## The problem
Convert the lines below into a JSON list of strings, one string per line, leaving out any blank lines.

Collection entries
━━━━━━━━━━
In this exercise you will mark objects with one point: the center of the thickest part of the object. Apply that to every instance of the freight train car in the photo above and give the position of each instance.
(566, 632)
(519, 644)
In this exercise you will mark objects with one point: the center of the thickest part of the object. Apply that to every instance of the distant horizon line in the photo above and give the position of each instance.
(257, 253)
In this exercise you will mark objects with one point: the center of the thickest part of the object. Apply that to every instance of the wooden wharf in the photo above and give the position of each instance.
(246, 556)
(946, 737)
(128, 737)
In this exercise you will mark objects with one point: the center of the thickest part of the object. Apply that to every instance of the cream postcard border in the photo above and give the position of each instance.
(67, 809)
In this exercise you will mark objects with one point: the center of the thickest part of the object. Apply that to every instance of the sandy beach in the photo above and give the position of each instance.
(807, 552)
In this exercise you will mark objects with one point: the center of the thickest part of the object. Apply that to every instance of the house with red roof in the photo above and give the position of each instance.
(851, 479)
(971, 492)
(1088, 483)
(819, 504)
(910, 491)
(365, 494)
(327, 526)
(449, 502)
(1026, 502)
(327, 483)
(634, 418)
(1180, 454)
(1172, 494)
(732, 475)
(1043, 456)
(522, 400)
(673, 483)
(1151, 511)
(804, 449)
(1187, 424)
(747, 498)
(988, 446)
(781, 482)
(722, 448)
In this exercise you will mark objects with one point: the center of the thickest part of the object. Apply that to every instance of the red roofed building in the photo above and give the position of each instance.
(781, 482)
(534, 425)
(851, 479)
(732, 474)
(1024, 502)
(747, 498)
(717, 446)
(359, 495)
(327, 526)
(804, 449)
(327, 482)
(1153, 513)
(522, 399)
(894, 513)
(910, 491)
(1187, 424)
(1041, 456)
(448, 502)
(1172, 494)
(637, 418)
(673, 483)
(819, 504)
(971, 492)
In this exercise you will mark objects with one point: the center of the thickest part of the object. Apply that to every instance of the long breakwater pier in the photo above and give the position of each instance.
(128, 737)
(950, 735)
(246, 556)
━━━━━━━━━━
## Result of this task
[
  "In this exercise you will mark objects with one point: the center of the thickest part of the object. Apply that to every instance of the freight train car in the photo above and give the position of each instance.",
  "(566, 632)",
  "(519, 644)",
  "In this exercise you will mark objects with one point: the center of the thickest part of the object. Apply that to every instance of the distant horizon line in the photo above and give the position of each instance.",
  "(257, 253)",
  "In this exercise you will mark objects with one point: the center of the thickest part of the object. Apply that to every instance of the wooden wharf in the photo above and give the position of each instance.",
  "(246, 556)",
  "(946, 737)",
  "(128, 737)",
  "In this exercise you will mark objects with one point: the center of the thickest part of the object. Apply that to every instance of the cream postcard border in the photo above and give the position of each instance.",
  "(67, 809)",
  "In this exercise you will mark objects with one point: the center of the thickest part of the object. Apply that to every instance of the sandy beach in the photo above and give the position of each instance.",
  "(807, 552)",
  "In this exercise you will mark objects with one point: the center of the thickest part of the object. Apply that to every instance of the house with red roof in the photo above and give the position of each instance.",
  "(851, 479)",
  "(971, 492)",
  "(1088, 483)",
  "(819, 504)",
  "(910, 491)",
  "(365, 494)",
  "(327, 526)",
  "(449, 502)",
  "(1026, 502)",
  "(327, 483)",
  "(634, 418)",
  "(1180, 454)",
  "(1172, 494)",
  "(732, 475)",
  "(1043, 456)",
  "(522, 400)",
  "(673, 483)",
  "(1151, 511)",
  "(804, 449)",
  "(1187, 424)",
  "(747, 498)",
  "(988, 446)",
  "(781, 482)",
  "(722, 448)",
  "In this exercise you will mark objects with one point: the center of the thickest part of the object. Apply that to every instance of the red roofed building in the photo above and give the position of each instance.",
  "(781, 482)",
  "(534, 425)",
  "(851, 479)",
  "(732, 474)",
  "(1024, 502)",
  "(747, 498)",
  "(717, 446)",
  "(359, 495)",
  "(327, 526)",
  "(804, 449)",
  "(327, 482)",
  "(1153, 513)",
  "(522, 399)",
  "(894, 513)",
  "(910, 491)",
  "(1187, 424)",
  "(1041, 456)",
  "(448, 502)",
  "(1172, 494)",
  "(637, 418)",
  "(673, 483)",
  "(819, 504)",
  "(971, 492)",
  "In this exercise you will mark objects with one point: the center of the thickest part of the object. Apply that to every instance of the long breakwater pier in the photo above and give the position of each instance.",
  "(128, 737)",
  "(950, 735)",
  "(246, 556)"
]